**Work to be completed:** An exact reproduction is required of the lines from the beginning of the entries through the line with "box: [64, 163, 85, 182]", pictures excluded and nothing added.
Data supplied Block Start
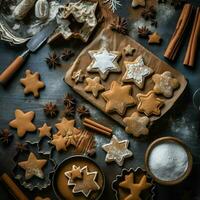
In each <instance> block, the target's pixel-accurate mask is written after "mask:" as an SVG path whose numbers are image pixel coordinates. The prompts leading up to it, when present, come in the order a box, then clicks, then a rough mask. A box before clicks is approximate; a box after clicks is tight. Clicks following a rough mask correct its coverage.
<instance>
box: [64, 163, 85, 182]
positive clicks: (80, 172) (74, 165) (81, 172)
mask: <svg viewBox="0 0 200 200" xmlns="http://www.w3.org/2000/svg"><path fill="white" fill-rule="evenodd" d="M65 176H66V177H67V178H68V183H67V184H68V185H74V180H75V179H82V178H83V175H82V172H81V167H80V166H79V167H77V166H76V165H73V166H72V170H70V171H67V172H65Z"/></svg>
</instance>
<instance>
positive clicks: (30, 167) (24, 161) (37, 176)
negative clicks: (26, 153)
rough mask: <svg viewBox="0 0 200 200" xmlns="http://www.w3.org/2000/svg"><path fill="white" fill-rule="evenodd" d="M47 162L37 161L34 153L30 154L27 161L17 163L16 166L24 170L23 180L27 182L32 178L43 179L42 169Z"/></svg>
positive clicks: (31, 153)
mask: <svg viewBox="0 0 200 200" xmlns="http://www.w3.org/2000/svg"><path fill="white" fill-rule="evenodd" d="M46 162H47V160H44V159H43V160H38V159H37V158H36V156H35V154H34V153H32V152H31V153H30V154H29V157H28V160H26V161H22V162H19V163H18V165H19V166H20V167H21V168H22V169H24V170H25V179H26V180H28V179H30V178H32V177H33V176H37V177H38V178H41V179H43V178H44V173H43V171H42V168H43V167H44V165H45V164H46Z"/></svg>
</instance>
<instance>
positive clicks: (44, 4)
mask: <svg viewBox="0 0 200 200" xmlns="http://www.w3.org/2000/svg"><path fill="white" fill-rule="evenodd" d="M35 16H36V17H37V18H38V19H41V20H44V19H47V18H48V16H49V3H48V1H47V0H37V2H36V4H35Z"/></svg>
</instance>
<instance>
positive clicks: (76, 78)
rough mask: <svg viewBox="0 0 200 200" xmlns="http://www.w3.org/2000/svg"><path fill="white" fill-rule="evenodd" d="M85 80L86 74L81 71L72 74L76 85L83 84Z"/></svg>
mask: <svg viewBox="0 0 200 200" xmlns="http://www.w3.org/2000/svg"><path fill="white" fill-rule="evenodd" d="M84 78H85V74H84V73H83V71H82V70H81V69H79V70H78V71H75V72H73V73H72V79H73V80H74V81H75V83H76V84H77V83H82V82H83V80H84Z"/></svg>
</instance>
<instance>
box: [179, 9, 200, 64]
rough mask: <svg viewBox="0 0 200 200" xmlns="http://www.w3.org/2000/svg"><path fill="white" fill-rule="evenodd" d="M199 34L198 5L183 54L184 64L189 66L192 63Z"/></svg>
mask: <svg viewBox="0 0 200 200" xmlns="http://www.w3.org/2000/svg"><path fill="white" fill-rule="evenodd" d="M199 35H200V7H198V8H197V10H196V14H195V20H194V23H193V27H192V32H191V35H190V40H189V43H188V47H187V51H186V54H185V59H184V61H183V64H184V65H187V66H190V67H192V66H193V65H194V62H195V55H196V50H197V43H198V39H199Z"/></svg>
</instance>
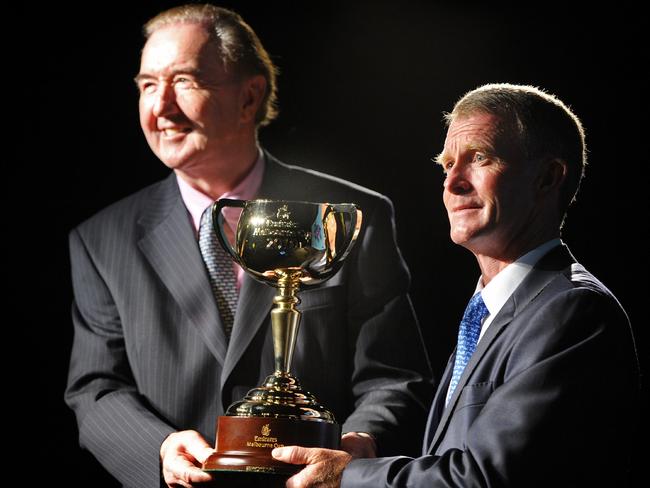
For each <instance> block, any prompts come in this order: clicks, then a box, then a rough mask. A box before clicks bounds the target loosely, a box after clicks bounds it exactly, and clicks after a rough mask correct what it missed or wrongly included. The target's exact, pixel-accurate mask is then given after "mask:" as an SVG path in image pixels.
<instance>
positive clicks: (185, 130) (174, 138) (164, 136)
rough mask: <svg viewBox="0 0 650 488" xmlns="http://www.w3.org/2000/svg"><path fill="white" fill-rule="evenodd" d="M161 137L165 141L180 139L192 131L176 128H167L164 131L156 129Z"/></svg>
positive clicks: (189, 128)
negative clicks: (174, 139) (168, 140)
mask: <svg viewBox="0 0 650 488" xmlns="http://www.w3.org/2000/svg"><path fill="white" fill-rule="evenodd" d="M158 130H159V131H160V133H161V134H162V136H163V137H164V138H165V139H176V138H181V137H183V136H185V135H186V134H189V133H190V132H192V129H190V128H189V127H184V128H180V127H179V128H176V127H167V128H164V129H158Z"/></svg>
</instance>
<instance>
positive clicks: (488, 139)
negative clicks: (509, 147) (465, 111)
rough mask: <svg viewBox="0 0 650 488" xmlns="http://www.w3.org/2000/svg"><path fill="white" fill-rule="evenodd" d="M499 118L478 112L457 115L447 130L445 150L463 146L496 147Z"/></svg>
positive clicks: (498, 123) (452, 149) (445, 140)
mask: <svg viewBox="0 0 650 488" xmlns="http://www.w3.org/2000/svg"><path fill="white" fill-rule="evenodd" d="M498 128H499V119H498V118H497V117H496V116H495V115H492V114H487V113H483V112H477V113H474V114H469V115H463V116H459V117H456V118H455V119H454V120H453V121H452V122H451V124H450V125H449V129H448V130H447V137H446V139H445V151H450V150H458V149H460V148H462V147H466V146H469V147H475V146H478V147H481V146H487V147H494V146H495V144H496V136H497V133H498Z"/></svg>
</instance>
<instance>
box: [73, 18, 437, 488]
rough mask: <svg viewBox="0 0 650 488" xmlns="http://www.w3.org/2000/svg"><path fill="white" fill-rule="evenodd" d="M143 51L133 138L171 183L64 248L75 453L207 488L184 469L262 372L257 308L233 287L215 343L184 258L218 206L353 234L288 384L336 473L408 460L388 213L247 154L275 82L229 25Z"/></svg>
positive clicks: (398, 324)
mask: <svg viewBox="0 0 650 488" xmlns="http://www.w3.org/2000/svg"><path fill="white" fill-rule="evenodd" d="M145 34H146V38H147V41H146V44H145V47H144V49H143V52H142V61H141V66H140V72H139V74H138V75H137V77H136V82H137V84H138V87H139V90H140V104H139V108H140V122H141V126H142V128H143V131H144V134H145V136H146V138H147V141H148V143H149V145H150V146H151V148H152V150H153V152H154V153H155V154H156V155H157V156H158V157H159V158H160V159H161V160H162V161H163V163H164V164H165V165H167V166H168V167H169V168H171V169H172V170H173V172H172V174H170V176H169V177H168V178H166V179H165V180H163V181H161V182H159V183H156V184H154V185H151V186H149V187H148V188H145V189H144V190H142V191H140V192H138V193H136V194H134V195H132V196H130V197H127V198H126V199H124V200H122V201H120V202H117V203H116V204H114V205H112V206H110V207H108V208H106V209H104V210H103V211H101V212H99V213H98V214H97V215H95V216H94V217H92V218H91V219H89V220H88V221H86V222H84V223H83V224H81V225H80V226H79V227H77V228H76V229H74V230H73V231H72V232H71V234H70V252H71V261H72V277H73V287H74V295H75V300H74V305H73V322H74V327H75V335H74V343H73V349H72V357H71V362H70V372H69V378H68V387H67V390H66V401H67V403H68V404H69V405H70V407H71V408H72V409H73V410H74V411H75V413H76V416H77V421H78V425H79V432H80V443H81V445H82V446H83V447H84V448H86V449H88V450H90V451H91V452H92V453H93V454H94V456H95V457H96V458H97V459H98V460H99V461H100V462H101V463H102V464H103V465H104V466H105V467H106V469H107V470H108V471H109V472H111V473H112V474H113V475H114V476H115V477H116V478H117V479H118V480H119V481H120V482H121V483H122V484H124V485H125V486H137V487H153V486H160V485H161V484H163V485H164V484H165V483H166V484H168V485H169V486H192V485H193V484H195V483H199V482H202V481H207V480H209V476H208V475H207V474H205V473H203V472H202V471H201V470H200V469H199V466H200V463H201V462H202V461H203V460H204V459H205V458H206V457H207V456H208V455H209V454H210V453H211V452H212V446H213V443H214V438H215V420H216V418H217V417H218V416H219V415H221V414H223V412H224V410H225V408H227V406H228V405H229V404H230V403H231V402H233V401H235V400H238V399H240V398H241V397H242V396H243V395H244V394H245V392H246V391H247V390H248V389H249V388H251V387H254V386H257V385H258V384H260V383H261V381H262V379H263V378H264V377H265V376H266V375H267V374H268V373H269V372H270V371H271V370H272V364H273V352H272V341H271V337H270V327H269V319H268V313H269V311H270V308H271V304H272V297H273V294H274V291H273V290H272V289H271V288H270V287H268V286H266V285H263V284H260V283H257V282H255V281H253V280H252V279H250V278H249V277H248V276H245V275H244V274H243V273H239V274H238V277H237V278H238V279H237V283H238V287H239V301H238V305H237V310H236V314H235V319H234V325H233V329H232V335H231V337H230V339H229V340H228V339H227V338H226V335H225V333H224V331H223V329H222V327H221V319H220V317H219V312H218V309H217V306H216V302H215V299H214V296H213V295H212V292H211V289H210V285H209V282H208V276H207V272H206V270H205V266H204V264H203V261H202V259H201V254H200V251H199V246H198V244H197V229H198V220H199V218H200V215H201V213H202V211H203V209H205V208H206V207H207V206H208V205H209V204H210V203H211V202H212V201H214V200H216V199H218V198H221V197H225V196H229V197H232V198H244V199H249V198H254V197H265V198H282V199H288V200H310V201H352V202H355V203H357V204H359V205H360V206H361V208H362V209H363V212H364V228H363V230H362V232H361V234H360V236H359V239H358V243H357V245H356V247H355V248H354V250H353V251H352V253H351V255H350V256H349V258H348V260H347V261H346V263H345V265H344V267H343V268H342V270H341V271H340V272H339V273H338V274H337V275H336V276H335V277H333V278H332V279H331V280H329V281H328V282H326V283H325V284H323V285H321V286H320V287H318V288H315V289H310V290H306V291H304V292H302V293H301V299H302V305H301V309H302V311H303V318H302V324H301V332H300V334H299V338H298V344H297V346H296V352H295V355H294V360H293V371H294V372H295V374H296V375H297V376H298V377H299V378H301V380H302V382H303V385H304V386H305V388H306V389H308V390H313V391H314V392H316V393H317V395H318V397H319V400H320V401H321V402H322V403H323V404H325V405H327V406H328V407H329V408H330V409H331V410H333V411H334V413H335V414H336V416H337V419H338V420H339V421H340V422H342V423H343V431H344V432H345V434H344V436H343V439H342V447H343V449H345V450H347V451H348V452H350V453H351V454H352V455H353V456H357V457H372V456H375V455H376V454H390V453H395V452H404V450H407V451H408V450H409V449H410V448H411V449H416V445H414V444H417V442H418V439H417V436H413V435H410V434H411V433H412V432H419V431H420V429H421V428H423V424H424V421H425V416H426V408H427V407H428V404H429V400H430V394H431V392H432V388H431V384H430V369H429V365H428V361H427V358H426V353H425V350H424V347H423V344H422V340H421V336H420V334H419V330H418V327H417V323H416V320H415V317H414V314H413V311H412V308H411V305H410V301H409V298H408V295H407V290H408V287H409V273H408V270H407V269H406V266H405V263H404V262H403V260H402V258H401V255H400V253H399V250H398V249H397V246H396V242H395V233H394V223H393V213H392V206H391V204H390V202H389V201H388V199H386V198H385V197H383V196H381V195H378V194H376V193H374V192H371V191H369V190H366V189H364V188H361V187H358V186H356V185H352V184H350V183H347V182H345V181H342V180H339V179H336V178H333V177H329V176H326V175H322V174H319V173H316V172H312V171H308V170H304V169H301V168H298V167H293V166H287V165H284V164H282V163H281V162H279V161H277V160H276V159H275V158H273V157H272V156H271V155H269V154H268V153H266V152H265V151H263V150H262V149H260V148H259V146H258V144H257V128H258V127H259V126H260V125H265V124H266V123H268V122H269V121H270V120H272V119H273V118H274V116H275V113H276V112H275V98H276V95H275V91H276V88H275V67H274V66H273V64H272V63H271V61H270V59H269V57H268V54H267V53H266V51H265V50H264V48H263V47H262V45H261V44H260V42H259V40H258V39H257V37H256V35H255V34H254V32H253V31H252V29H251V28H250V27H249V26H248V25H247V24H245V23H244V21H243V20H242V19H241V18H240V17H239V16H238V15H237V14H235V13H233V12H230V11H228V10H225V9H220V8H217V7H213V6H210V5H207V6H185V7H178V8H175V9H172V10H170V11H167V12H163V13H162V14H160V15H158V16H157V17H155V18H154V19H152V20H151V21H150V22H149V23H148V24H147V25H146V26H145ZM398 426H399V428H398ZM409 442H411V443H413V444H411V445H409Z"/></svg>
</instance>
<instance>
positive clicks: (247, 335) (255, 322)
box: [221, 274, 275, 386]
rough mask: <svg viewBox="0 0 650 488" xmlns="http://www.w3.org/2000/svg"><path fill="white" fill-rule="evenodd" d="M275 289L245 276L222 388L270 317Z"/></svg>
mask: <svg viewBox="0 0 650 488" xmlns="http://www.w3.org/2000/svg"><path fill="white" fill-rule="evenodd" d="M274 296H275V288H273V287H272V286H269V285H267V284H264V283H260V282H259V281H257V280H255V279H253V278H251V277H250V276H249V275H248V274H246V275H245V276H244V280H243V281H242V286H241V289H240V291H239V300H238V302H237V312H236V313H235V322H234V324H233V328H232V335H231V336H230V346H229V347H228V353H227V354H226V361H225V362H224V366H223V371H222V373H221V386H223V385H224V384H225V383H226V380H227V379H228V376H230V373H231V372H232V371H233V369H234V368H235V366H236V365H237V362H238V361H239V360H240V359H241V357H242V355H243V354H244V351H246V348H247V347H248V345H249V344H250V342H251V341H252V340H253V337H255V334H257V331H258V330H259V328H260V327H261V326H262V324H263V323H264V322H265V321H266V318H267V317H268V316H269V312H270V310H271V306H272V305H273V297H274ZM269 374H271V371H269Z"/></svg>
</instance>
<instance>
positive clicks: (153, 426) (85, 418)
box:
Data supplied Block End
**Solved exercise:**
In each <instance> block, the target's pixel-accurate mask is written after "mask:" as an SVG path whose numbers are image pixel coordinates. The prompts leading up to it, when present, come in the order a box, then clicks, then a rough mask. A box before clicks is approximate; a box after clicks is tight. Clicks following a rough mask correct its coverage.
<instance>
box: [64, 163, 85, 182]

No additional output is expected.